■ **What the task requires**
Carry on the piece about three things a parent wishes they had known when their child was first diagnosed, picking up after its final sentence.

Selected excerpt section start

If I Need Help asked our friends who have adult children with special needs to share “3 things I wish I knew when my child was first diagnosed that I know now” Todays contribution is from Armando Sandoval of The Autism Society of Texas-El Paso. If I Need Help makes wearable iD and offers a free Caregiver controlled special needs registry for our loved ones who may wander or need assistance in a critical moment.
After much thought and consideration, I believe that there is really only 3 that are important. Who is your child? What are their limits? Don’t forget yourself. Ok, maybe 3 1⁄2. Socialization is important too.
Good news! Your child, no matter what, is still a child. They still have the wonder of curiosity and the desire for satisfaction. When my own parents would question my sons’ behavior, why does he do that? I could answer, because he’s a kid. Kids do goofy things. Kids will break stuff, because they are clumsy, curious, destructive… children. They all steal candy, they all pretend not to hear, they all like to eat dessert first. And when they are teenagers, they all get sullen, broody, (selectively) anti-social, and overall unbearable. It’s not fair, after all the autism stuff, you still have to deal with teenagers, but that’s good. This gives you a reason to love your kid and know that not all behavior problems require specialized intervention. Sometimes it requires good old-fashioned parenting that does not always work for parents of typical children either.

Selected excerpt section end
Exercise data section start

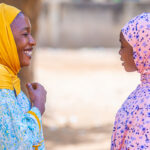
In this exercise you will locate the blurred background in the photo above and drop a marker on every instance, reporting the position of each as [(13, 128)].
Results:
[(77, 61)]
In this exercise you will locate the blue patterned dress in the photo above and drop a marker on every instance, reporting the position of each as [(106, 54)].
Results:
[(20, 124)]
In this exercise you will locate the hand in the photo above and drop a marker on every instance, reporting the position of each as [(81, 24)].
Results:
[(37, 94)]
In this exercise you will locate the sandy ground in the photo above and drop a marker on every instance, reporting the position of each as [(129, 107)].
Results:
[(85, 89)]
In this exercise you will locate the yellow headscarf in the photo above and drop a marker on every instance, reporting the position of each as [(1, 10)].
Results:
[(9, 60)]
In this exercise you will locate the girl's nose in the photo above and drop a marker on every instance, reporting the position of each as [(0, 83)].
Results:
[(32, 41)]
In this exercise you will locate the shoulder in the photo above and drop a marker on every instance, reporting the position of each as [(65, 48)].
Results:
[(6, 95)]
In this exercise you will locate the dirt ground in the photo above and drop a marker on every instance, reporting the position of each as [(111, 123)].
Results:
[(85, 89)]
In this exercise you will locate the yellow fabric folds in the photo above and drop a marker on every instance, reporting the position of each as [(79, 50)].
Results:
[(9, 60)]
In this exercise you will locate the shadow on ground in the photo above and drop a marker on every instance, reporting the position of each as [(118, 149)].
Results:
[(68, 135)]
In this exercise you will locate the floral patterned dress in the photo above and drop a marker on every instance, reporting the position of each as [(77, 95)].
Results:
[(20, 124), (132, 124)]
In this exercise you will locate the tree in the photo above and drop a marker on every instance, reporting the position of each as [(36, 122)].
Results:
[(32, 9)]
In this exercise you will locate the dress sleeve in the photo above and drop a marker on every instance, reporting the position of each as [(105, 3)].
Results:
[(18, 130), (139, 132)]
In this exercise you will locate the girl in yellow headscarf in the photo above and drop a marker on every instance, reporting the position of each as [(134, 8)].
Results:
[(20, 121)]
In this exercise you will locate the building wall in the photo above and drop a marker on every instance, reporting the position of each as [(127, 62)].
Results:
[(75, 25)]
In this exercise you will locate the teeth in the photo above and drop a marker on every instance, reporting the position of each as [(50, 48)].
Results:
[(28, 52)]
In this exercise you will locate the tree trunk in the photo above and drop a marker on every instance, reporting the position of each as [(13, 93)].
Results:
[(32, 9)]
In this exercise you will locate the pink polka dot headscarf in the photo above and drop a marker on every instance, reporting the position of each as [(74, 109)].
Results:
[(137, 34)]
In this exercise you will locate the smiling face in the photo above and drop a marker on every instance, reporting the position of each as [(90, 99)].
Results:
[(126, 52), (21, 29)]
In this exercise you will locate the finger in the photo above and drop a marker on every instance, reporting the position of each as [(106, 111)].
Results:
[(29, 88), (35, 85)]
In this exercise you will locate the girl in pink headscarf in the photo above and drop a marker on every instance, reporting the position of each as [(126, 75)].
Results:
[(132, 124)]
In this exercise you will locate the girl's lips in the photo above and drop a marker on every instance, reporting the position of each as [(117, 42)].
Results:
[(28, 53)]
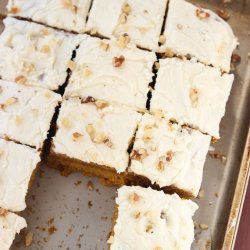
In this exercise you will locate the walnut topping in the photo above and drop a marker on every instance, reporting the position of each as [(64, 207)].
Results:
[(14, 10), (139, 154), (194, 97), (118, 61), (200, 13), (66, 123), (223, 14), (18, 120), (122, 41), (88, 99), (20, 79), (10, 101), (104, 46), (162, 39), (134, 198), (28, 238), (76, 136), (87, 71), (126, 8), (3, 212), (71, 65), (100, 104), (45, 49)]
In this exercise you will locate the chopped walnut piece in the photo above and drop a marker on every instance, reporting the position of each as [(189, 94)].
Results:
[(20, 79), (162, 39), (202, 14), (104, 46), (126, 8), (71, 65), (10, 101), (134, 198), (76, 136), (223, 14), (14, 10), (194, 97), (139, 154), (3, 212), (88, 99), (122, 41), (66, 123), (100, 104), (118, 61), (28, 238)]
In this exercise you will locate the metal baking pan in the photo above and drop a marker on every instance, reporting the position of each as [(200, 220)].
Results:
[(71, 213)]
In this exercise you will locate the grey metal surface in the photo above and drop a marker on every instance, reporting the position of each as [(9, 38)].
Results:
[(80, 225)]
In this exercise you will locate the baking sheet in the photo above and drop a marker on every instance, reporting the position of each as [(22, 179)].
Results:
[(64, 214)]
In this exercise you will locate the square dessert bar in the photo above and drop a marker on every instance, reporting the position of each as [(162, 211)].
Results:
[(64, 14), (26, 113), (93, 137), (169, 155), (18, 164), (151, 220), (10, 225), (115, 71), (192, 93), (191, 30), (35, 55), (141, 20)]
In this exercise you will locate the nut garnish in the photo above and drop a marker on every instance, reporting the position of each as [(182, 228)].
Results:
[(200, 13), (76, 136), (71, 65), (134, 198), (162, 39), (20, 79), (126, 8), (194, 97), (104, 46), (88, 99), (118, 61), (15, 10), (139, 154), (223, 14), (122, 41), (66, 123), (100, 104), (28, 238)]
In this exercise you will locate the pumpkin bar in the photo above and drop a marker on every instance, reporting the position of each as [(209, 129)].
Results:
[(18, 165), (151, 220), (115, 71), (10, 225), (26, 113), (34, 55), (193, 31), (141, 20), (64, 14), (93, 137), (169, 155), (192, 93)]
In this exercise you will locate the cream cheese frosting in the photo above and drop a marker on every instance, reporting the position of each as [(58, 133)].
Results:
[(191, 30), (17, 163), (192, 93), (95, 132), (10, 225), (35, 55), (169, 155), (151, 220), (141, 20), (69, 15), (26, 112), (115, 71)]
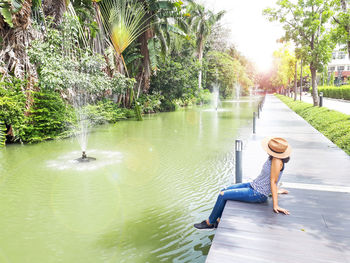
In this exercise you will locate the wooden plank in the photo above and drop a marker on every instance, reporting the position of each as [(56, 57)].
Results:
[(318, 229)]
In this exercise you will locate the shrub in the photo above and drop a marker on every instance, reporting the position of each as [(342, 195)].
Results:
[(333, 124), (13, 106), (342, 92), (48, 117)]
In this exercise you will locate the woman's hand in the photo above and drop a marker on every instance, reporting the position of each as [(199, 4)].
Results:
[(280, 209), (282, 191)]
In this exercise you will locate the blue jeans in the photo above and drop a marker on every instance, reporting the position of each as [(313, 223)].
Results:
[(238, 192)]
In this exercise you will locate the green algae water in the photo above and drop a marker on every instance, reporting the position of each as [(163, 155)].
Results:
[(136, 203)]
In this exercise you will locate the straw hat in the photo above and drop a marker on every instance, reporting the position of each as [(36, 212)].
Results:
[(276, 147)]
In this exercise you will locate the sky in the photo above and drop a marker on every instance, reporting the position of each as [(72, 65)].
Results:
[(254, 36)]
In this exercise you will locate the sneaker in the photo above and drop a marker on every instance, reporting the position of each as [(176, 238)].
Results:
[(204, 225)]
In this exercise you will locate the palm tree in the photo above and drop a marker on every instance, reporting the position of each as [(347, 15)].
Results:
[(159, 27), (201, 22), (124, 21)]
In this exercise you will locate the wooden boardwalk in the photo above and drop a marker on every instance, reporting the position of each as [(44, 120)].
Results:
[(318, 178)]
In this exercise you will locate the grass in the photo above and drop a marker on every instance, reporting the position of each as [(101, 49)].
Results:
[(333, 124)]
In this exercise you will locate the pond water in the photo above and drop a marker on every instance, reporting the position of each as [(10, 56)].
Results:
[(136, 203)]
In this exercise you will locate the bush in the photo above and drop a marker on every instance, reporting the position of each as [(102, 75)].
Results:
[(13, 106), (342, 92), (333, 124), (48, 117), (168, 105), (150, 103)]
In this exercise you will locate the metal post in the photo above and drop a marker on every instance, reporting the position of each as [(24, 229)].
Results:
[(239, 148), (254, 117), (321, 99)]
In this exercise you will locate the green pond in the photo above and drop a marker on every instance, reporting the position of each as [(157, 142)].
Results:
[(136, 203)]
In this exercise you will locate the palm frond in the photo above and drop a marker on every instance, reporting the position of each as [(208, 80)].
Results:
[(153, 50), (124, 21), (2, 134)]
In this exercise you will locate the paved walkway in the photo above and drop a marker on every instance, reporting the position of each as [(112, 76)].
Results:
[(333, 104), (318, 178)]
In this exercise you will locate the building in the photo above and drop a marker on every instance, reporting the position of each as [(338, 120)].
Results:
[(340, 66)]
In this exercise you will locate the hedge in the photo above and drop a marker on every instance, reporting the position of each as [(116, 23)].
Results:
[(333, 124), (342, 92)]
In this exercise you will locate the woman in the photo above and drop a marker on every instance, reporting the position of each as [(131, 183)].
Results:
[(259, 189)]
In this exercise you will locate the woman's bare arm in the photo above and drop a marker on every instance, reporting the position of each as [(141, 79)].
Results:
[(276, 166)]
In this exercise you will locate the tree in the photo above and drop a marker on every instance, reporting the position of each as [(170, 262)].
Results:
[(305, 24), (157, 12), (284, 61), (201, 22), (341, 20)]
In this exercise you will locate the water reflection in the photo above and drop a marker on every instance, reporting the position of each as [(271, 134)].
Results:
[(136, 203)]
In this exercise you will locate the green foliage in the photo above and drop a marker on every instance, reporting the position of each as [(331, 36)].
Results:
[(227, 73), (62, 64), (48, 117), (2, 134), (305, 23), (342, 92), (333, 124), (13, 105), (176, 80), (8, 8), (137, 109), (150, 103)]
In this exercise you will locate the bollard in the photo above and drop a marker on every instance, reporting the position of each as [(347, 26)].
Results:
[(239, 148), (321, 99), (254, 117)]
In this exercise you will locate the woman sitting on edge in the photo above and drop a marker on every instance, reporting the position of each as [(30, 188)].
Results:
[(259, 189)]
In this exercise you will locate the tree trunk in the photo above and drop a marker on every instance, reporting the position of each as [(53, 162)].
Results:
[(200, 58), (301, 78), (295, 80), (15, 42), (146, 62), (55, 9), (314, 85)]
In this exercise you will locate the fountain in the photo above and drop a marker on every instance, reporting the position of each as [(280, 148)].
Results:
[(84, 158), (80, 100), (238, 90)]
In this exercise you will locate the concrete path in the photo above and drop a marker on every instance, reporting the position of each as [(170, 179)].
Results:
[(318, 178), (333, 104)]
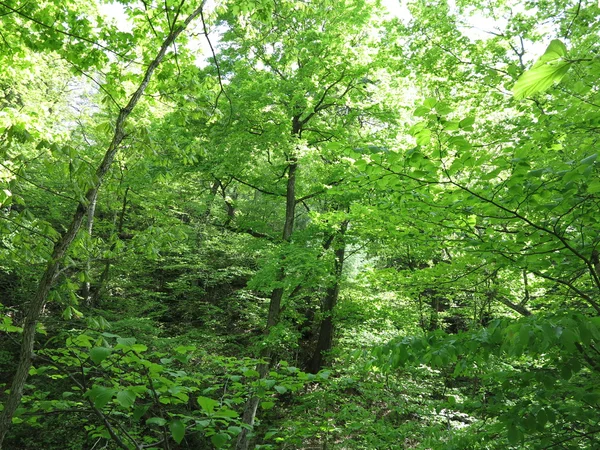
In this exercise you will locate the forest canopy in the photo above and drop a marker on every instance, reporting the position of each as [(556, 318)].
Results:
[(299, 224)]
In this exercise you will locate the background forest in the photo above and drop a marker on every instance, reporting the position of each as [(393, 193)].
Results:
[(299, 224)]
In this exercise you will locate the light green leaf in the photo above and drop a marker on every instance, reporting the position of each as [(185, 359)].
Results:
[(551, 67), (208, 405), (281, 389), (99, 354), (126, 398), (177, 428), (156, 421), (219, 439), (101, 395)]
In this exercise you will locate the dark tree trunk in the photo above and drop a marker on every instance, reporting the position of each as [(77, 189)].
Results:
[(61, 247), (326, 327)]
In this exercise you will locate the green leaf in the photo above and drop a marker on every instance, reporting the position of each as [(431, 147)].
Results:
[(281, 389), (226, 413), (594, 187), (139, 411), (550, 68), (430, 102), (208, 405), (421, 111), (101, 395), (219, 440), (126, 398), (514, 435), (125, 342), (177, 428), (156, 421), (589, 160), (467, 122), (99, 354)]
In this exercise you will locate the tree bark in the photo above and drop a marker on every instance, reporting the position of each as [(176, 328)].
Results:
[(249, 415), (64, 242), (326, 328), (87, 294)]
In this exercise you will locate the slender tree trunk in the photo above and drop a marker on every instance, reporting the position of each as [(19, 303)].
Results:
[(105, 275), (329, 302), (276, 295), (64, 242), (87, 294)]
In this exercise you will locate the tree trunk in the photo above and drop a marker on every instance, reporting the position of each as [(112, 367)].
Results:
[(105, 275), (87, 294), (64, 242), (276, 295), (329, 302)]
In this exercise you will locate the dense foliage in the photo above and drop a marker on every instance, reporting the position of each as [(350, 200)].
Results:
[(299, 224)]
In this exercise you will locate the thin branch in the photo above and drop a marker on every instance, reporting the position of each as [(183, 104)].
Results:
[(219, 75), (67, 33), (39, 186)]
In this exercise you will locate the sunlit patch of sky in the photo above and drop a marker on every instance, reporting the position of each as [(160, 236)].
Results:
[(477, 26)]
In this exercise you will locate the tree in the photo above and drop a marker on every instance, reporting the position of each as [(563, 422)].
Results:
[(61, 246)]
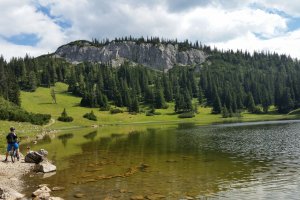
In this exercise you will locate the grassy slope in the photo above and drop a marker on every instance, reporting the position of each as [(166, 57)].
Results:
[(41, 102)]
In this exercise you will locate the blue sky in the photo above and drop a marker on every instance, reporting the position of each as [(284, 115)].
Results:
[(40, 26)]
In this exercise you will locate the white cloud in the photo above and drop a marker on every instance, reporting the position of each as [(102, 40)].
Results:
[(21, 17), (286, 44), (231, 24)]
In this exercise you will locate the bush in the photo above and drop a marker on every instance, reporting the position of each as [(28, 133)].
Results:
[(64, 117), (149, 114), (257, 110), (116, 111), (90, 116), (104, 108), (186, 115)]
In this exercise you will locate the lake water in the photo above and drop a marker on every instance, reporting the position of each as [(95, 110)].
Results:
[(235, 161)]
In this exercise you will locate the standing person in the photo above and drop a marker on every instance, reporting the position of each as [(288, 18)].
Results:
[(12, 142)]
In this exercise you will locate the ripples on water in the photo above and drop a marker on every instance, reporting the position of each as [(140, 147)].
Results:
[(259, 161)]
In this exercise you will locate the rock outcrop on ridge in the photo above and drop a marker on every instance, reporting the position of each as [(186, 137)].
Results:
[(157, 56)]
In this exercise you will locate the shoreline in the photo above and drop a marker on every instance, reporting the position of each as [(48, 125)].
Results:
[(11, 182)]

Exercise data section end

■ **Exercise result**
A lesson I am constantly having to relearn and one that I see many parents’ are afraid of. Maybe it is our fear of our children failing. As a parent, we don’t give them the option of trying for something and giving them the opportunity to learn from not succeeding. When I am able to let go of my fears, “just to see what will happen,” they constantly surprise me. Not that they succeed or do a task correctly, but that they try and understand, and they try again! The worst phrase, “they won’t understand,” needs to be eradicated. It may be true, but so what? Like any child, character isn’t built by whether they cry for hours after they fail, but whether they try again. So, before anyone asks, yes we have an electric razor. Self-shaving is an important task that is loaded with fear. Why allow a chance for failure on such a painful scale, rather than minimize the risks and still allow your children a measure of success? Outside of anything that can physically harm them, we have no business deciding their limits.
You have to take care of yourself. Everyone knows this and everyone agrees, however follow-up is very poor. You may not feel there is time for it, but your energy and stress levels suffer for it and you lose time. The end result, your kids suffer more.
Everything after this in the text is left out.